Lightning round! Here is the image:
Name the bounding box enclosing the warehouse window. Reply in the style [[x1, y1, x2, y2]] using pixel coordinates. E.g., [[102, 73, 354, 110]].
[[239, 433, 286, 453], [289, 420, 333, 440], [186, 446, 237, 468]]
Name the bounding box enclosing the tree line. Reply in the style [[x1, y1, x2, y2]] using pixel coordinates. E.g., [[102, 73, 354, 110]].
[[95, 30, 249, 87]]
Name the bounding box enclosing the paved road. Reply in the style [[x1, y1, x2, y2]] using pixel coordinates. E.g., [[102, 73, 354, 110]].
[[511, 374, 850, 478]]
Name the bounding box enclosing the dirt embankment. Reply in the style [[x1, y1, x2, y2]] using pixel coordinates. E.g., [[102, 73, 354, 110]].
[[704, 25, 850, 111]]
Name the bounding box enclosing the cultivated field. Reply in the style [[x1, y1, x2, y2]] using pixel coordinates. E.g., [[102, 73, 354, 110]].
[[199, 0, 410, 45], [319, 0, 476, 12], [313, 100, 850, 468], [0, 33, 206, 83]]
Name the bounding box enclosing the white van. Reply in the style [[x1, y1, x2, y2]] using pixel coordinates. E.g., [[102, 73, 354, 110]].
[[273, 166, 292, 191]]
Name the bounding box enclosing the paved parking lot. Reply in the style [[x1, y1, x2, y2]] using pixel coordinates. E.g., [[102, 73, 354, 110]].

####

Problem details:
Lay out every line of the listing above as a numbered list, leaving out any blank lines.

Finished task:
1. Lightning round! Here is the image:
2. Name the bounding box enclosing the warehouse window. Reply in the style [[x1, y1, x2, y2]] using pixel coordinates. E.g., [[102, 73, 354, 110]].
3. [[239, 433, 286, 453], [289, 420, 333, 440], [186, 446, 237, 468]]
4. Name the bounding box enclosing the tree line. Reply in the style [[x1, y1, x2, y2]] using pixel coordinates. E.g., [[102, 73, 354, 110]].
5. [[95, 30, 249, 87]]
6. Name the bounding box enclosing the paved road. Reply in the style [[x1, y1, x2, y2]] using pixel coordinates. E.g., [[102, 73, 354, 110]].
7. [[511, 374, 850, 478]]
8. Name the bounding box enclosing the dirt embankment. Reply in the style [[x1, y1, x2, y2]] using pixel coordinates. E.g., [[102, 73, 354, 110]].
9. [[704, 25, 850, 111]]
10. Name the bounding box enclosing the cultivated field. Reply in the style [[x1, y1, x2, y2]] using pixel coordinates. E.g., [[102, 73, 354, 110]].
11. [[199, 0, 410, 45], [319, 0, 476, 12], [313, 100, 850, 468], [0, 33, 206, 83]]
12. Name the bounding box enclosing the white van. Reply in the style [[x1, y1, x2, y2]] using pixel coordinates. E.g., [[102, 73, 354, 110]].
13. [[273, 166, 292, 191]]
14. Name the bounding box enclosing the paved parking lot. Reply in the style [[x1, y1, x2, y2]] using pixel coordinates. E.g., [[102, 73, 354, 110]].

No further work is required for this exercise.